REQUIREMENT | Only the lines from the line holding "Verify that every instance of the double" to the last line should be output, each exactly as given.

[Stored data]
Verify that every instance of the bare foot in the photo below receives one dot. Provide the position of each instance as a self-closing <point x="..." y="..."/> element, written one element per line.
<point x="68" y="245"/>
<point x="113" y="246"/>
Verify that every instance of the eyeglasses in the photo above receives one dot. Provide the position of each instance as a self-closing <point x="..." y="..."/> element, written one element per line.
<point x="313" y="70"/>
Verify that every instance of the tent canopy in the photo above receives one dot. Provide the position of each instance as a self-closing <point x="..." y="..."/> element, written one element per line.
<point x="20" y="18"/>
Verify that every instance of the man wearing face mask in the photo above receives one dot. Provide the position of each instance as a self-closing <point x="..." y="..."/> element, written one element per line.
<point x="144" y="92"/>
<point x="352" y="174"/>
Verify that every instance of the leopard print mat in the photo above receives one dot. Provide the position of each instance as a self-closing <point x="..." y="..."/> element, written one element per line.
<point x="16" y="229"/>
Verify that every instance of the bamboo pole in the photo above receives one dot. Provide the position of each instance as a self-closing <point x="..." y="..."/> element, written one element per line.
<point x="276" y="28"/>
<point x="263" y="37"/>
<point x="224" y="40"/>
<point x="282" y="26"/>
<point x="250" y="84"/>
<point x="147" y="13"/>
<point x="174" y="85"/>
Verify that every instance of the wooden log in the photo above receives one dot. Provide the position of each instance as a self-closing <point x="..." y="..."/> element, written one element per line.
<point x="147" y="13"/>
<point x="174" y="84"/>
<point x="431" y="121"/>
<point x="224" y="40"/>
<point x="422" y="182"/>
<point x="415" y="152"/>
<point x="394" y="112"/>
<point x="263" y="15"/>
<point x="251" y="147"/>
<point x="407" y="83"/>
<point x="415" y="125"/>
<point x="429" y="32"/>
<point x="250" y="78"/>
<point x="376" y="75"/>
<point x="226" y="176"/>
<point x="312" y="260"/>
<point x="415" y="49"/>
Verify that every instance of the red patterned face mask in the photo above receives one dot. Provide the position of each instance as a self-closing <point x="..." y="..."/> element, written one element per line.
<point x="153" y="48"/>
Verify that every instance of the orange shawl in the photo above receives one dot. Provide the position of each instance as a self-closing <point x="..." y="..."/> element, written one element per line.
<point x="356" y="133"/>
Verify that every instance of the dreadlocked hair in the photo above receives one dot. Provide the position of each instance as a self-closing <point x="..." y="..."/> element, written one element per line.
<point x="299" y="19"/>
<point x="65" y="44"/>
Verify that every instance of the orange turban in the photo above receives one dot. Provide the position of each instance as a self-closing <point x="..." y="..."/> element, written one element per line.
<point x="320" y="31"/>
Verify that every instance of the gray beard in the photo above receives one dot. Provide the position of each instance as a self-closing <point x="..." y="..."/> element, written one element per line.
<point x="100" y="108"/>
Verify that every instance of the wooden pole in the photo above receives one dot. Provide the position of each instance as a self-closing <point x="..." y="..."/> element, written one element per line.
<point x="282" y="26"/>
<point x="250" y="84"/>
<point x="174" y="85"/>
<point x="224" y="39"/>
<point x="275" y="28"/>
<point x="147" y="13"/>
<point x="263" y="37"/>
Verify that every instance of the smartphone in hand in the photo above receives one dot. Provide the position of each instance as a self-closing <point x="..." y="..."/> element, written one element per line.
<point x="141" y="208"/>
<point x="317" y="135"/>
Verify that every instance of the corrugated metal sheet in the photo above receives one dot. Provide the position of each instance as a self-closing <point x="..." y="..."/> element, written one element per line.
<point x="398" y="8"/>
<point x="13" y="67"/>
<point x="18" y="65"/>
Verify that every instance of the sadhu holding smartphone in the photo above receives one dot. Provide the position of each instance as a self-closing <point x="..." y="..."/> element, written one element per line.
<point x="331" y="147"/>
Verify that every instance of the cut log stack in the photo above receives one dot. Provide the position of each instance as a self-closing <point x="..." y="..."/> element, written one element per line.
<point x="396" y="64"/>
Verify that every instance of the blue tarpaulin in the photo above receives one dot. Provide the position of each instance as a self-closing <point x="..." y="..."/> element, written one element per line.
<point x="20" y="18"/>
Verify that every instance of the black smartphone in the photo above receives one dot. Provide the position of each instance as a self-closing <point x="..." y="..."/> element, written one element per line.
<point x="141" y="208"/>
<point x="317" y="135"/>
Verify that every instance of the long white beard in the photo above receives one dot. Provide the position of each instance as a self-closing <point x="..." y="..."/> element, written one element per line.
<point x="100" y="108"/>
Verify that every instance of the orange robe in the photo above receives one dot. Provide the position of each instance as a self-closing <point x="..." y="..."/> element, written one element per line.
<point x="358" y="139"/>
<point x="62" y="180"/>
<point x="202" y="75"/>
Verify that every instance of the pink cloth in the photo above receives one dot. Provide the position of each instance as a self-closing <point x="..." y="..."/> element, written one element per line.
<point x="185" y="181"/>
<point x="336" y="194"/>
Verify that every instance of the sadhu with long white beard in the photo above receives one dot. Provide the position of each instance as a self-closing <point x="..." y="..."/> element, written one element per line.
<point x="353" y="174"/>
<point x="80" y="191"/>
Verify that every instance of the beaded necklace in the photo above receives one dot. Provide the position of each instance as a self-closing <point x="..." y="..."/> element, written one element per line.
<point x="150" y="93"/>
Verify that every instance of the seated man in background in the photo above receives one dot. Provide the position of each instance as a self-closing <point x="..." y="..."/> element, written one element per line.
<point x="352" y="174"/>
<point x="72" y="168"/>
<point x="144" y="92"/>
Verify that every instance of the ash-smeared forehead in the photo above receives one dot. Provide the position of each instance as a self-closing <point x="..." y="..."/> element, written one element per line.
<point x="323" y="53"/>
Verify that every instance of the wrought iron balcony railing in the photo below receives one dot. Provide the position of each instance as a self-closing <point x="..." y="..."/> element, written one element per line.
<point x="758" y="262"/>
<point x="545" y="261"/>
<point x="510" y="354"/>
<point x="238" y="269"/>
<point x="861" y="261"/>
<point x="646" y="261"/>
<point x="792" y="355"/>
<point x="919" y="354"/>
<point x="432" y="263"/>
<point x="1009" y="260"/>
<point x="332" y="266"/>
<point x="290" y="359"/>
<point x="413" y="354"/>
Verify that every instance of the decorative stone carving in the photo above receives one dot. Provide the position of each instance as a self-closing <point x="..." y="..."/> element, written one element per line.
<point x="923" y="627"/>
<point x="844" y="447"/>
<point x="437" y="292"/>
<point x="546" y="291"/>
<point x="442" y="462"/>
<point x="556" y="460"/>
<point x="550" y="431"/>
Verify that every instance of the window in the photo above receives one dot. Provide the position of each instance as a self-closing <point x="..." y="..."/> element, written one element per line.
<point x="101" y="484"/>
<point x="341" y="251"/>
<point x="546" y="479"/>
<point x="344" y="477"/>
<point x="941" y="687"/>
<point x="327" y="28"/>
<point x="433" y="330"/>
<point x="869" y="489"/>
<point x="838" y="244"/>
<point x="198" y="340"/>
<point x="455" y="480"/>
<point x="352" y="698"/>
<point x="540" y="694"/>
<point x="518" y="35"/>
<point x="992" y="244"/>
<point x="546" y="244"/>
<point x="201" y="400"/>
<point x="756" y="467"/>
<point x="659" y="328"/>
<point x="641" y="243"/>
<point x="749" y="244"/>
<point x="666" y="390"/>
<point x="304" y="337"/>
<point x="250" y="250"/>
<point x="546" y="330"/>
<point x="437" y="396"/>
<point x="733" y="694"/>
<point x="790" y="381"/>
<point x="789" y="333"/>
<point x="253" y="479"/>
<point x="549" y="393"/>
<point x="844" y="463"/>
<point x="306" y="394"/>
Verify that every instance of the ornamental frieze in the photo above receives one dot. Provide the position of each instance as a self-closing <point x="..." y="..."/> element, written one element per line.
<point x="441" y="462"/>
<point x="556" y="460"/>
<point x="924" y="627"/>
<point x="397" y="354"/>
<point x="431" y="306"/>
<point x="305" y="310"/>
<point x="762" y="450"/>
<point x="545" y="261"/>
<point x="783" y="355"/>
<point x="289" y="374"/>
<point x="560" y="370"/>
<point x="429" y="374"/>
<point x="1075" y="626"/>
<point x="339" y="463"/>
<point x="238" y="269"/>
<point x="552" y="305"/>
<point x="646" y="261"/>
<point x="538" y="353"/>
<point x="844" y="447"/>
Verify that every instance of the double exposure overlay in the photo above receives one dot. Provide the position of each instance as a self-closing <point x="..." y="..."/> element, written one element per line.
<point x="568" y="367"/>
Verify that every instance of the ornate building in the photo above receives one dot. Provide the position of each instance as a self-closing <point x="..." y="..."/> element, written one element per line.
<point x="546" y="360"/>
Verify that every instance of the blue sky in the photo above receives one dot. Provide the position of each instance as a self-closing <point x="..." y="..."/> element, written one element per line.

SOLUTION TO THIS EXERCISE |
Verify that every instance of the double exposure overlay in the photo above receives one dot. Provide the position of each instance as a self-closing <point x="..." y="..."/> element, written one element per line.
<point x="568" y="367"/>
Verify that every instance of the ornate building in the photo above receives one dot. Provide the position of each instance as a self-closing <point x="..." y="..."/> element, written one element per line.
<point x="546" y="360"/>
Verify that every instance of the blue sky in the photo above receives one dot. Provide the position of each instance as a self-closing <point x="..." y="..."/> element, written one element per line.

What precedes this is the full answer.